> _Objective_
Every line from the line containing "For every instance of the flag" through the final line below is to be repeated exactly; no other line is.
────────────────
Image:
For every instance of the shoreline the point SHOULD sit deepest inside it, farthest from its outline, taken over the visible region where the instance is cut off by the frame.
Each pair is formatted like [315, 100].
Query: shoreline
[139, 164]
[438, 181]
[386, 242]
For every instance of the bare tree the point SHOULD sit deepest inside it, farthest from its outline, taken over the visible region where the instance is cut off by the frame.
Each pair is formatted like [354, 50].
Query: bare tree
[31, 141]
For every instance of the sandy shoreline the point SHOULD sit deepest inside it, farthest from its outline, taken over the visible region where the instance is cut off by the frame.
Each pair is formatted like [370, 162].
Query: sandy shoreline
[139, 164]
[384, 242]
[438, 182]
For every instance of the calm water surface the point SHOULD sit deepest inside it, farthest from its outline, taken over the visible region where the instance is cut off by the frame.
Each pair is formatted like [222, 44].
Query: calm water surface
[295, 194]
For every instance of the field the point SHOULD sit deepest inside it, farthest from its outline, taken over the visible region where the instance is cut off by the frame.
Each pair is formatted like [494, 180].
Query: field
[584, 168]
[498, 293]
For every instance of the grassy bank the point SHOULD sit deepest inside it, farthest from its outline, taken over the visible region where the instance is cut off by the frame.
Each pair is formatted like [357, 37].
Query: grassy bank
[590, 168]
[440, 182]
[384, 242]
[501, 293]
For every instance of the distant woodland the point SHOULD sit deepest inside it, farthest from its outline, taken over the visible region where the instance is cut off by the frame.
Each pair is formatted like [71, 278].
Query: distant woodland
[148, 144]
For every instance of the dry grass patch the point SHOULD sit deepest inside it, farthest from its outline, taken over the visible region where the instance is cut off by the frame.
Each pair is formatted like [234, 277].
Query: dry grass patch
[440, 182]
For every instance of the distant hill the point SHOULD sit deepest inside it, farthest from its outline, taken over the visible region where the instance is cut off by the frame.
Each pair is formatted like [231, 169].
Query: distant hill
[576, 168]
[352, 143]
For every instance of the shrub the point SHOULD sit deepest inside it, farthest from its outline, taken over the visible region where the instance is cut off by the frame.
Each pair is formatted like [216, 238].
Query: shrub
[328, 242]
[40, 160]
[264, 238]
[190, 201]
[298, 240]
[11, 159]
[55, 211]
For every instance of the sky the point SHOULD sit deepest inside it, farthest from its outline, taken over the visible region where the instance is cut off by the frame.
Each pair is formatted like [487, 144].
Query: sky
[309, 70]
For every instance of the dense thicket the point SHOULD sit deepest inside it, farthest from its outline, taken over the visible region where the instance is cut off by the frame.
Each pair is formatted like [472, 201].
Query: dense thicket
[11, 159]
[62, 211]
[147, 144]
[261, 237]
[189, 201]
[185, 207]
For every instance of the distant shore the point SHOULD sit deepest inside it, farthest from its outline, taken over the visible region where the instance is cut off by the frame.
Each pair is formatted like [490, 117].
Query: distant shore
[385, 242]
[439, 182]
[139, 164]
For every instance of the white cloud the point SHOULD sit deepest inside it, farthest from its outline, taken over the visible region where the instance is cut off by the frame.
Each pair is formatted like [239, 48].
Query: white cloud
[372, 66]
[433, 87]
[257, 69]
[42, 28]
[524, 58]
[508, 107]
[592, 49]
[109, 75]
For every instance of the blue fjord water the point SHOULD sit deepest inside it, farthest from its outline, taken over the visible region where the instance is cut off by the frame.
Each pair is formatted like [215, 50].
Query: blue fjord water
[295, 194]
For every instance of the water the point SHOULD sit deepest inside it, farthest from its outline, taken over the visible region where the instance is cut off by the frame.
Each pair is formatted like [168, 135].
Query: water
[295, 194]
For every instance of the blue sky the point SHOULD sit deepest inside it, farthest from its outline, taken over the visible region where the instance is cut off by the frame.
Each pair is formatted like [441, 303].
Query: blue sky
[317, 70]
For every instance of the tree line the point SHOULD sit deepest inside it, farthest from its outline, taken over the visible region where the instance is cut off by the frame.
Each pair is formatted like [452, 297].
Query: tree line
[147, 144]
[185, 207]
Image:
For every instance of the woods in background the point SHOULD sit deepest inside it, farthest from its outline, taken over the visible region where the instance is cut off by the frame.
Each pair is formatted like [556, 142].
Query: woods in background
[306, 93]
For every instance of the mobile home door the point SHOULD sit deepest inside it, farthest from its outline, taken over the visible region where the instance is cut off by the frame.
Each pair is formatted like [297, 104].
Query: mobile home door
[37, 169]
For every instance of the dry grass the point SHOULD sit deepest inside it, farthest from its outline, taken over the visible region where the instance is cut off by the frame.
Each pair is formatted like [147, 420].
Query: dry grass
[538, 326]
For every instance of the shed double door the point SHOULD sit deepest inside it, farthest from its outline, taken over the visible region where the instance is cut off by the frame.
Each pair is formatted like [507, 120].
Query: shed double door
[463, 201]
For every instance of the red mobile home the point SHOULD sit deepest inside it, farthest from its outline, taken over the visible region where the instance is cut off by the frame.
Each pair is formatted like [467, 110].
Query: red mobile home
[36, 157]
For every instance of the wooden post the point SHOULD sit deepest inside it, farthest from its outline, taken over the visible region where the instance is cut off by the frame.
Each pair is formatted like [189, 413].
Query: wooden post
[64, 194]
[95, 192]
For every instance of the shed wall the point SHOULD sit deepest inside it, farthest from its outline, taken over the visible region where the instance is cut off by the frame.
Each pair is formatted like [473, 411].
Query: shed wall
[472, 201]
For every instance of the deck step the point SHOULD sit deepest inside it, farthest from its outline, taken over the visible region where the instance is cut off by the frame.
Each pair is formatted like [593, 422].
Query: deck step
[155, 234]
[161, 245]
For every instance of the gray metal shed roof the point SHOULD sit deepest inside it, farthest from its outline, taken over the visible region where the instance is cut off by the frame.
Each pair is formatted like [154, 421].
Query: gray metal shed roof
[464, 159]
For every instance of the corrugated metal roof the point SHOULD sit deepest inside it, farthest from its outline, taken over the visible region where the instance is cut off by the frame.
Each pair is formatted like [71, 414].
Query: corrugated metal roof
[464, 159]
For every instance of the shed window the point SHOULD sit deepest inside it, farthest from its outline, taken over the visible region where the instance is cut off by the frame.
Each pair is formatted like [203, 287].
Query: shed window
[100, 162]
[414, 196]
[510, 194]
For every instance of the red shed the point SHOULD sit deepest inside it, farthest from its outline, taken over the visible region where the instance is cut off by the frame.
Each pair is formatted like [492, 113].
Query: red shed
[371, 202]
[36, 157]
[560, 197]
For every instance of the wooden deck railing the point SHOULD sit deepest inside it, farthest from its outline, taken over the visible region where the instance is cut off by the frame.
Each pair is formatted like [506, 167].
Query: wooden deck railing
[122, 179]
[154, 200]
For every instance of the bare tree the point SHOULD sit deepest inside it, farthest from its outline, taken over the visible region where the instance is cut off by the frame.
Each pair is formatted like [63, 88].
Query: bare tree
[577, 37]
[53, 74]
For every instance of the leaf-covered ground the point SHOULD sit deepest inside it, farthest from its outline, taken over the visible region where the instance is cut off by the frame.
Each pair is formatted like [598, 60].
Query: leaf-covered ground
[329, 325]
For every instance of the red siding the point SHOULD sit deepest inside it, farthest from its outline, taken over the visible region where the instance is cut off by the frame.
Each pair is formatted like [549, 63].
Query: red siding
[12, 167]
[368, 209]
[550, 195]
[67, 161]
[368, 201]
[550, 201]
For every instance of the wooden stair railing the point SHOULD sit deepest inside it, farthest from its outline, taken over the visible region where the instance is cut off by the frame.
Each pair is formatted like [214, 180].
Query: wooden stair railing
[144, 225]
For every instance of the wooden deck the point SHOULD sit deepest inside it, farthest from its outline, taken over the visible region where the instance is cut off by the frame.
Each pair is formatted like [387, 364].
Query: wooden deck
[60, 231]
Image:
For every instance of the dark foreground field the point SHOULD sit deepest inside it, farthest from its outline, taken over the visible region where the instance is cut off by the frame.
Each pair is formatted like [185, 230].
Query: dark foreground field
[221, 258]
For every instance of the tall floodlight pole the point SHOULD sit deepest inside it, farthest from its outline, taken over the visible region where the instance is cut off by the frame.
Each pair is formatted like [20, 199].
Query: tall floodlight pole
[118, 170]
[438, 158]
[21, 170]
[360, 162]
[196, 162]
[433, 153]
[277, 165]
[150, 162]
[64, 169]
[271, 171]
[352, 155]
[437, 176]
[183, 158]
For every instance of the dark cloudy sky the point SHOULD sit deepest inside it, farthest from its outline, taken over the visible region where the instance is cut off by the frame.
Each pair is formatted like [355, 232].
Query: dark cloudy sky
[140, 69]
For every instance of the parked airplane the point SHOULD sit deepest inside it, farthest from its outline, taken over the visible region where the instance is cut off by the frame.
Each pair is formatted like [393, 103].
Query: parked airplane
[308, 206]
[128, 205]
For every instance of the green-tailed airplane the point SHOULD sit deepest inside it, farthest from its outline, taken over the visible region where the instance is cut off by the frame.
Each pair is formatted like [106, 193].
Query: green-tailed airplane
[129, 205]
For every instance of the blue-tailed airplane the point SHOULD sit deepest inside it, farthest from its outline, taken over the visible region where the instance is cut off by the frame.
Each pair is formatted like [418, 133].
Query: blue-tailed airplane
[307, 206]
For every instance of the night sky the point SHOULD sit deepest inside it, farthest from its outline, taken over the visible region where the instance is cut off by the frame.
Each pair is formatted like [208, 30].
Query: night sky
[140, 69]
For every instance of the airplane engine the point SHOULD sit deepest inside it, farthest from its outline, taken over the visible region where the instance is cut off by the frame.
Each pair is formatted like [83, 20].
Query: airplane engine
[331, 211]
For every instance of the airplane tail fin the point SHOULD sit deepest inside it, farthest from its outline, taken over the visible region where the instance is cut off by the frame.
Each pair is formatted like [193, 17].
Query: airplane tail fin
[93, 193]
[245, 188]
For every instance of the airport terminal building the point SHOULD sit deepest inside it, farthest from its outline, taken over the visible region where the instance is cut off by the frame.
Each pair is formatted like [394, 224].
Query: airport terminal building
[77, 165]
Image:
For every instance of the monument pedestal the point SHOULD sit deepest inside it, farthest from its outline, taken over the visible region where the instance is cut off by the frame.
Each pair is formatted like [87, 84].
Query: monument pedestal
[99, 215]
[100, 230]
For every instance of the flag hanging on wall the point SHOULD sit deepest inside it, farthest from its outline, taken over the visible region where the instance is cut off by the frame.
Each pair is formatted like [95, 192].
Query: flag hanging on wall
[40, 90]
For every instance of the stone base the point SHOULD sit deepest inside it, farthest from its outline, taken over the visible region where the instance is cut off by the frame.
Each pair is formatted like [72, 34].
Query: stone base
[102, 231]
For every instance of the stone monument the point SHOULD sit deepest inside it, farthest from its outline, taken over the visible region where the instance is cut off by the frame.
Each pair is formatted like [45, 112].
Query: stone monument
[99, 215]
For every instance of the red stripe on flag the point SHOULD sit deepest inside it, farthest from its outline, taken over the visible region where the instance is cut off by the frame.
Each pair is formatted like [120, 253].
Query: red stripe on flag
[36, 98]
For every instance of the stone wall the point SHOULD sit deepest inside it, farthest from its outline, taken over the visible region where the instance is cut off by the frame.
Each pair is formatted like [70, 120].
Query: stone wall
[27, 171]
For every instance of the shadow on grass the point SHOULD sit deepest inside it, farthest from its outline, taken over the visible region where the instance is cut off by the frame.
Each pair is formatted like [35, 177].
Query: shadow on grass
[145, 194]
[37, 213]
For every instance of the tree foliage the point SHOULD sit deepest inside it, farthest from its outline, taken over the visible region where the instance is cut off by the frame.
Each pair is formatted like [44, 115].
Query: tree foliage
────────────────
> _Complete answer_
For every instance of the flag hanging on wall the point SHOULD sit deepest inside it, farthest from its outline, taken over the visible region where the instance is cut off by the frame.
Each pair is formatted like [95, 192].
Query: flag hanging on wall
[40, 90]
For every instance of the stone base the point SHOULD sit deepest inside it, farthest from its outline, taken over the visible region where the instance is cut off by the frame.
Each pair is formatted like [72, 34].
Query: stone base
[102, 231]
For every instance of the stone monument the point SHOULD sit deepest inside it, farthest from its outline, taken over the visible region where the instance is cut off by the frame.
Each pair is formatted like [45, 112].
Query: stone monument
[99, 215]
For every instance of the red stripe on flag the point SHOULD sit deepest inside it, farthest from its outline, taken over the visible region where the instance is cut off by the frame.
Each pair is formatted like [120, 253].
Query: red stripe on flag
[36, 98]
For every instance of the stone wall the point SHOULD sit deepest inside it, farthest from its outline, taken over the visible region where the instance is cut off by the frame.
Each pair is formatted like [70, 120].
Query: stone wall
[27, 171]
For every instance of the shadow on grass the point SHOULD sit deepest inside it, farthest from its outline, taken over the visible region where the instance is cut off by the frame.
Each pair is formatted like [35, 177].
Query: shadow on grass
[145, 194]
[37, 213]
For every instance of the tree foliage the point SHOULD sit deepest inside it, farthest from its outline, taken over the visible region where the instance is cut off by the frame.
Each pair is formatted like [44, 115].
Query: tree foliage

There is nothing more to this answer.